Cumartesi Anneleri/İnsanları, adalet
arayışlarının 596’ıncı haftasında, Galatasaray Meydanı’nda 12 yıl önce
gözaltında kaybedilen Tolga Baykal Ceylan’ın akıbetini sordu.
Eylemde, gözaltında kaybedilenlerin
fotoğraflarını ve “Tolga’nın akıbetini açıklayın”, “Kayıplar belli failler
nerede?” yazılı pankart açtı.
HDP İstanbul Milletvekili Hüda Kaya,
Urfa Milletvekili Dilek Öcalan ve HDK Eş Sözcüsü Gülistan Kılıç Koçyiğit ile
CHP İstanbul Milletvekili Sezgin Tanrıkulu’nun katıldığı eylemde gözaltında
kaybedilen İrfan Bilgin’in kardeşi Kenan Bilgin söz aldı.
“İşkence ile katledilen yakınlarımızın
mezarlarını istiyoruz”
Bilgin, “Mezarlarımızı istiyoruz,
işkence ile katledilen yakınlarımızın mezarlarını” diyerek başladığı
konuşmasında, demokrasinin olmadığı bir ülkede yaşandığını söyledi.
Bilgin, “Biz her şeye rağmen adalet
talebimizi yükselteceğiz. Bizi bu duruma sokanlar bize hesap verecekler.
İnsanlarımızı kaybedenlerin isimlerini tek tek biliyoruz. Onlar yargı önüne
çıkana kadar bizler mücadele edeceğiz” dedi.
Dilek Öcalan: “Bir arada yaşam adaletle
olur”
Bilgin’in ardından konuşan HDP
Milletvekili Dilek Öcalan, kayıp yakınlarının haykırışını duymayanlara duyurmak
için alanda olduklarını belirtti.

Kısa alıştırma 1:
Cumartesi Anneleri metnindeki “İnsanlarımızı kaybedenlerin isimlerini tek tek biliyoruz.” cümlesini İngilizceye çevirin.
Kısa alıştırma 2:
Cumartesi Anneleri metninde “İnsanlarımızı kaybedenlerin isimlerini” sözcükleriyle başlayıp “alanda olduklarını belirtti.” sözcükleriyle biten kısmı olduğu gibi aktarın.
Kayıtların metinle herhangi bir ilgisi yoktur.

Görsel konum etiketleme kayıtları:

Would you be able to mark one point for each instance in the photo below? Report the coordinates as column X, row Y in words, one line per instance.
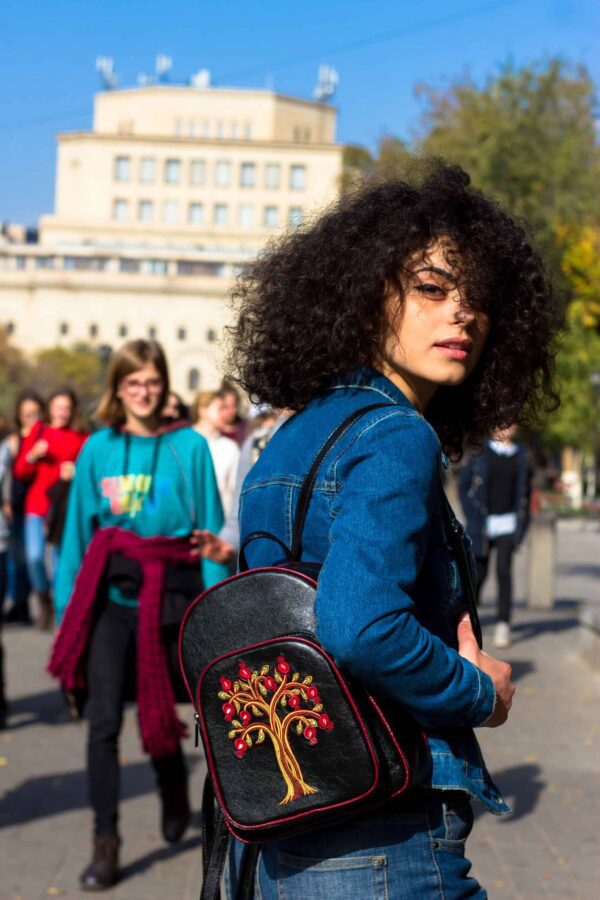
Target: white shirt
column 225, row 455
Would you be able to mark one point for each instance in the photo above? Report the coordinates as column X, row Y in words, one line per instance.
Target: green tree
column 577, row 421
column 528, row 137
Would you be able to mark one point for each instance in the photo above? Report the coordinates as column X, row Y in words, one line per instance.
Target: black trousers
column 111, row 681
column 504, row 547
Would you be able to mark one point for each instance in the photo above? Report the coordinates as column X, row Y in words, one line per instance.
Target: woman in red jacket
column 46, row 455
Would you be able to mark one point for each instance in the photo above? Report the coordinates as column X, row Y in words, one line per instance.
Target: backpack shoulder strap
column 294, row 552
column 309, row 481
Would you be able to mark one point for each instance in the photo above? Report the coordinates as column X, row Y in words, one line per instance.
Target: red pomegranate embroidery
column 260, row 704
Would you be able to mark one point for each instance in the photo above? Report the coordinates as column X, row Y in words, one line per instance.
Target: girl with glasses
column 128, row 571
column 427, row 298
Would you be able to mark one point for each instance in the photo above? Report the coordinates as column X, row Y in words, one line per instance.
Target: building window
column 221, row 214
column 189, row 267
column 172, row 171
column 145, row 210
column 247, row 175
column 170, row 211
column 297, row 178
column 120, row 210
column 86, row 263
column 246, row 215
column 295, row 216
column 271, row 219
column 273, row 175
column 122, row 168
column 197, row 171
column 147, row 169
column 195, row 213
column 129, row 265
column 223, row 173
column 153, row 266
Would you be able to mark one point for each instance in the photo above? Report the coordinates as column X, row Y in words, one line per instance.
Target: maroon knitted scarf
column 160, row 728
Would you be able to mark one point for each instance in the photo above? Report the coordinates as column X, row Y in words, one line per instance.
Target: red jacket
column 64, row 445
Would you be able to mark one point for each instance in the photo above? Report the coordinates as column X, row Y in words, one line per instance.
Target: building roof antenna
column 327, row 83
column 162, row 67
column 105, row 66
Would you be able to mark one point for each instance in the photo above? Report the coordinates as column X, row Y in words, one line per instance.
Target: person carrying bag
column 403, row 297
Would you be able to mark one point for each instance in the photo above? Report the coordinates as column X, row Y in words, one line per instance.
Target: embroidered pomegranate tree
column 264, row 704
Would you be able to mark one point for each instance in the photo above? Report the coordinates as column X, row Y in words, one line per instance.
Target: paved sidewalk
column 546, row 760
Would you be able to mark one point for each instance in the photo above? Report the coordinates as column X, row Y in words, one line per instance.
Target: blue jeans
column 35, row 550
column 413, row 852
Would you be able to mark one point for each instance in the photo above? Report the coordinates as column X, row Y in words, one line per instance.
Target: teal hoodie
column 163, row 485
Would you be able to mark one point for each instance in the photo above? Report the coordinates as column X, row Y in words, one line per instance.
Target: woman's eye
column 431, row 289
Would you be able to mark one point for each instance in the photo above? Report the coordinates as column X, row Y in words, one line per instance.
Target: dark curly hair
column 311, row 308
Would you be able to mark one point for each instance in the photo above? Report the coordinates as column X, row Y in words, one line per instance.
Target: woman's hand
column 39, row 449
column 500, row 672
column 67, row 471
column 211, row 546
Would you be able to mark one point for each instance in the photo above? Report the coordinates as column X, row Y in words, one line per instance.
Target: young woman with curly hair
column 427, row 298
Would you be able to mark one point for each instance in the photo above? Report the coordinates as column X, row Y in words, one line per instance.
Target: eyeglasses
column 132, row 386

--

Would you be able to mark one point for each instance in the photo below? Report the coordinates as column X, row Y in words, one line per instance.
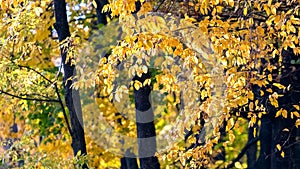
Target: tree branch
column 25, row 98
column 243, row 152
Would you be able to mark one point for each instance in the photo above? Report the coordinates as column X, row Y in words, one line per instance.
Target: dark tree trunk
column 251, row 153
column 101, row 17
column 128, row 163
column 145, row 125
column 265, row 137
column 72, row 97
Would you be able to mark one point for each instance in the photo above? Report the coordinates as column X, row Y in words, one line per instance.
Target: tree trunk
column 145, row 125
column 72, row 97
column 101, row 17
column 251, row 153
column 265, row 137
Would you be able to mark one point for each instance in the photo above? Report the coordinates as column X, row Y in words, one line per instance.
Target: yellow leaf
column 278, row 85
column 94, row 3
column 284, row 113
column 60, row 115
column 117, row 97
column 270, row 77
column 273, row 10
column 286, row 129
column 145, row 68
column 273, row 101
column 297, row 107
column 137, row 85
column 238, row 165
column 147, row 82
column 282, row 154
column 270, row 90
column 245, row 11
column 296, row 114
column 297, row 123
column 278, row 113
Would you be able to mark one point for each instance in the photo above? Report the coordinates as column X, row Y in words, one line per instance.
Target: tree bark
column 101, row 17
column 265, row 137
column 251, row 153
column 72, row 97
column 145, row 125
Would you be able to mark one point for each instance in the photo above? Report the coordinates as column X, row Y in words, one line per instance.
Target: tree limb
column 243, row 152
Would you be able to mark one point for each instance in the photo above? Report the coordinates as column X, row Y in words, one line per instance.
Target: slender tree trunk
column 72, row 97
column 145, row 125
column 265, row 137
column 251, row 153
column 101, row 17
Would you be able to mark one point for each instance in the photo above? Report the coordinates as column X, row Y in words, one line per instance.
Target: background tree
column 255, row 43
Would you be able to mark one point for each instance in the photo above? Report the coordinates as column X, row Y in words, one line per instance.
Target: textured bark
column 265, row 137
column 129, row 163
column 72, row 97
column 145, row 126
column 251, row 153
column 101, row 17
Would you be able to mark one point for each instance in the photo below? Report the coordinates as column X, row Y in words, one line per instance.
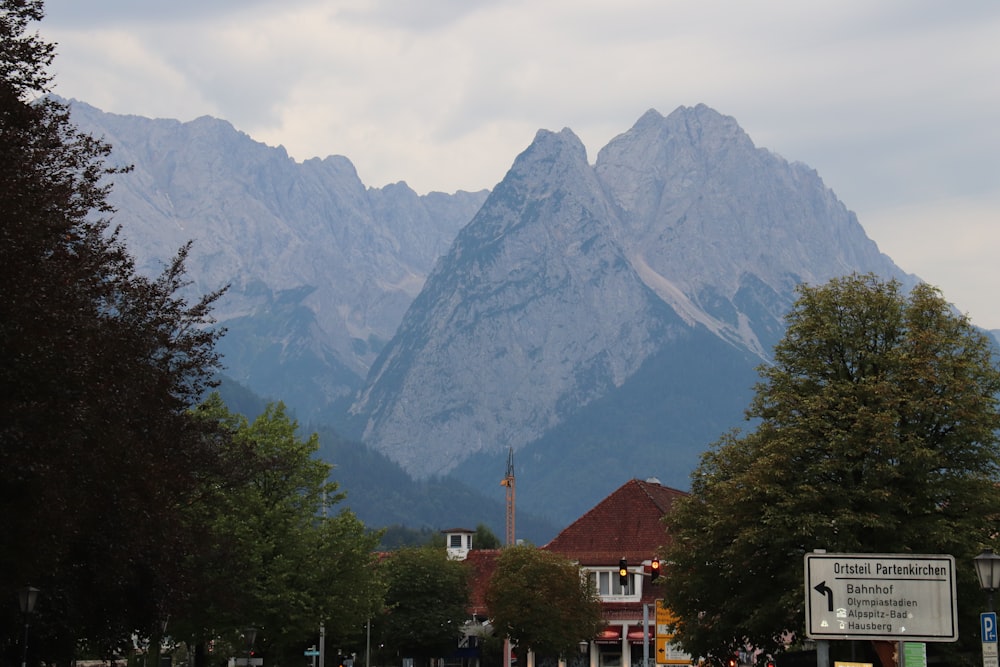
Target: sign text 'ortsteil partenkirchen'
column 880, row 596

Doğru cevap 1:
We know the names of those who disappeared our people, one by one.

Doğru cevap 2:
İnsanlarımızı kaybedenlerin isimlerini tek tek biliyoruz. Onlar yargı önüne
çıkana kadar bizler mücadele edeceğiz” dedi.
Dilek Öcalan: “Bir arada yaşam adaletle
olur”
Bilgin’in ardından konuşan HDP
Milletvekili Dilek Öcalan, kayıp yakınlarının haykırışını duymayanlara duyurmak
için alanda olduklarını belirtti.